### WHAT IS NEEDED:
Return all the data below as it stands, minus the pictures.

* * *

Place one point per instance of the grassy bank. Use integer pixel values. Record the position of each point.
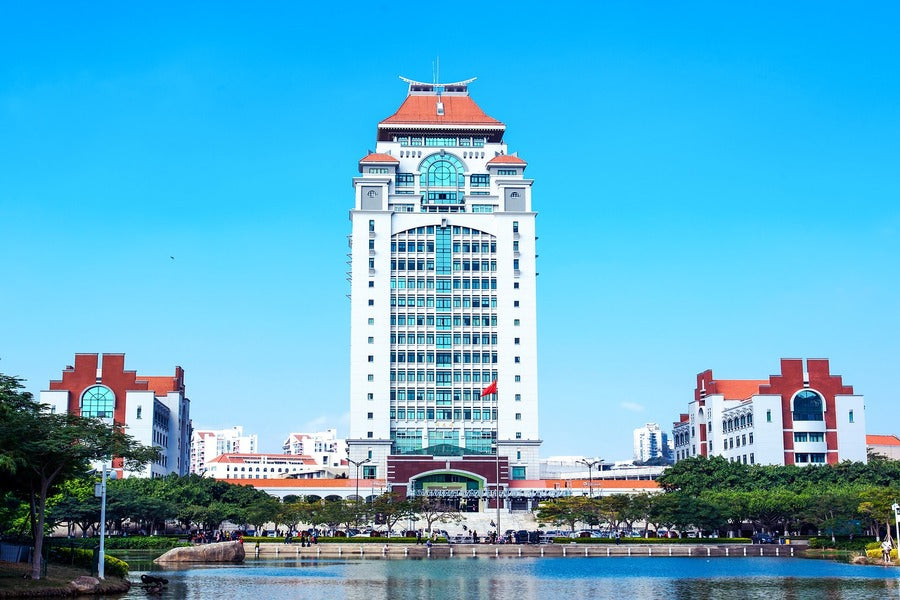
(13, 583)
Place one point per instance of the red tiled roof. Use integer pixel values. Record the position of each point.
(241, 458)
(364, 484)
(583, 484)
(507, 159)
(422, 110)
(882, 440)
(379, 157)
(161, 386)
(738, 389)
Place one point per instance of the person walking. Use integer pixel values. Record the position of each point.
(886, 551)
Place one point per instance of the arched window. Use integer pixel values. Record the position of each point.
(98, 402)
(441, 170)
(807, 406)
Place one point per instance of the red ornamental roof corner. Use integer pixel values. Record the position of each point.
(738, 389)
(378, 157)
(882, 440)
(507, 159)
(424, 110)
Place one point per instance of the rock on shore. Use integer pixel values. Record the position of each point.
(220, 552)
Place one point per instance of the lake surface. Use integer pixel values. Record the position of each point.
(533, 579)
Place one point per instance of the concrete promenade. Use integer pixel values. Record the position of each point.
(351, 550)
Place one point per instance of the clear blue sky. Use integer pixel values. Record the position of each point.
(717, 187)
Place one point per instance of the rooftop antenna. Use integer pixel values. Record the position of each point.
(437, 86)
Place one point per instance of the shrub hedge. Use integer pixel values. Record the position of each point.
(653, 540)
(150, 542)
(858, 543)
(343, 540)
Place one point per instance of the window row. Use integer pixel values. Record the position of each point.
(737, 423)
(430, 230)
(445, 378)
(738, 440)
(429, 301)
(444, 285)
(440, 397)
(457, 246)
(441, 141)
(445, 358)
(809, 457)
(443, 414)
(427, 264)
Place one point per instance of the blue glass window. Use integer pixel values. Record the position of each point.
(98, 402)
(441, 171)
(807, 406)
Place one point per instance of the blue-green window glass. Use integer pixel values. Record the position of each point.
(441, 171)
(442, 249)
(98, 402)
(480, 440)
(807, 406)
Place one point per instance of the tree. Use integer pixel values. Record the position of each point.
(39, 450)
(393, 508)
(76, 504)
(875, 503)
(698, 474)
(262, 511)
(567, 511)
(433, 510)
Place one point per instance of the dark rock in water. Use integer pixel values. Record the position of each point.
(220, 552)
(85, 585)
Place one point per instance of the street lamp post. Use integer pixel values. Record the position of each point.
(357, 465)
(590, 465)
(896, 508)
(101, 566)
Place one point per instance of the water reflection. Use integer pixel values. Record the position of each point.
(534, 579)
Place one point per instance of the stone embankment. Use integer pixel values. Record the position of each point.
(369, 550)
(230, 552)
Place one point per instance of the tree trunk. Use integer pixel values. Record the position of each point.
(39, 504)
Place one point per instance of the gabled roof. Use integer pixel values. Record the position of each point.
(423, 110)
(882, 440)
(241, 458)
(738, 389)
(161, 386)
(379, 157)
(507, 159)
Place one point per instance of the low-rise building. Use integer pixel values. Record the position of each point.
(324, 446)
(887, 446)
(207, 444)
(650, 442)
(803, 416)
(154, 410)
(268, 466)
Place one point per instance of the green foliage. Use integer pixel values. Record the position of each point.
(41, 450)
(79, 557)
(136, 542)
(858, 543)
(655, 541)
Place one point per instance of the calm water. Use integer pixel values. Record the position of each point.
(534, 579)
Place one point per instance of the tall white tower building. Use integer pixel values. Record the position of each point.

* * *

### RESPONSE TO THIS EXERCISE:
Place one point per instance of the grassy bank. Use integer pixel values. Record the position of each point.
(13, 583)
Place one point per instance of the red tiled roof. Use integer pixel values. Record the position of each point.
(241, 458)
(364, 484)
(583, 484)
(507, 159)
(422, 110)
(882, 440)
(379, 157)
(161, 386)
(738, 389)
Place one point per instance of the person walking. Use integer pixel values. Record the position of each point.
(886, 551)
Place one point per instance of the arched window. Use integer pixel values. Record the position of each point.
(98, 402)
(441, 170)
(807, 406)
Place one point per instance of the red ornamental roof corner. Use integer pixel values. Record the position of each point.
(738, 389)
(378, 157)
(882, 440)
(507, 159)
(424, 110)
Place one point per instance of the rock on shore. Use integer pixel values. Record the position of each point.
(220, 552)
Place one point per instance of the lake surface. Use integer pixel values. Record the position of each point.
(533, 579)
Place one point per instance of the concrete promenade. Use integer pixel values. Record the position of each point.
(351, 550)
Place one point per instance of the clear blue sky. Use integer pixel values. Record the position of each point.
(717, 187)
Place one point per instance of the rooftop antenna. Use integer pixel values. Record the position of each point.
(437, 86)
Place one point per instance of the shrub hedge. Use integer pixel values. Record the position of each point.
(653, 540)
(150, 542)
(858, 543)
(343, 540)
Place one point per instance of the window row. Use integer pixel values. Record the position of each point.
(737, 423)
(430, 230)
(445, 378)
(738, 440)
(429, 301)
(444, 285)
(440, 397)
(457, 246)
(441, 141)
(445, 358)
(809, 457)
(443, 414)
(427, 264)
Place one point per instance of the blue glass window. Use integer pixel values. Record the position of each point.
(98, 402)
(441, 171)
(807, 406)
Place one point per instance of the blue-green window glass. Use integer pixel values. Record the position of each point.
(441, 171)
(442, 249)
(98, 402)
(480, 440)
(807, 406)
Place one point per instance of the tree. Use integer pixel values. Record the position of each point.
(39, 450)
(393, 508)
(76, 504)
(875, 503)
(698, 474)
(262, 511)
(567, 511)
(433, 510)
Place one point per instance of the dark rock in water. Use integer pixel values. Record the position of each point.
(220, 552)
(85, 585)
Place one point per instance of the street lamp post. Use integer pixel values. Record the position of each point.
(357, 465)
(590, 465)
(896, 508)
(101, 566)
Place one point per instance of the water reflection. Use integer pixel values. Record the position of each point.
(534, 579)
Place one point per instance of the stone embankment. Use integer pixel values. Record the position of each point.
(369, 550)
(230, 552)
Place one point per instance of the tree trunk. Use integer pixel values. Record the position of each point.
(39, 504)
Place one point per instance of the gabled roof. Use integer pixel values. Record the position of each point.
(423, 110)
(882, 440)
(241, 458)
(738, 389)
(161, 386)
(379, 157)
(507, 159)
Place one point per instance of the low-rise building. Use integer pixel values. Record the position of each point.
(324, 446)
(887, 446)
(207, 444)
(650, 442)
(803, 416)
(154, 410)
(268, 466)
Place one point per instance of the green foliage. Use integer pixel values. Record the position of each point.
(41, 450)
(79, 557)
(136, 542)
(858, 543)
(655, 541)
Place one point per instance of the calm water. Use integer pixel values. Record the position of each point.
(534, 579)
Place one point per instance of the tall white tower building. Use integer pixel values. Record the position of each point.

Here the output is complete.